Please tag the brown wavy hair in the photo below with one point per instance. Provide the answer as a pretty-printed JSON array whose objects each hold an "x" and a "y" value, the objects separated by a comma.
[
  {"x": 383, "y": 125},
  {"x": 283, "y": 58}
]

= タスク詳細 =
上の行をすべて、一字一句変えずにそのまま出力してください。

= 完了したタスク =
Please tag the brown wavy hair in the photo below with one point per instance. Provide the answer as a pretty-printed JSON array whose objects each hold an "x" and a "y" value, the objects separated by a comma.
[
  {"x": 383, "y": 125},
  {"x": 283, "y": 58}
]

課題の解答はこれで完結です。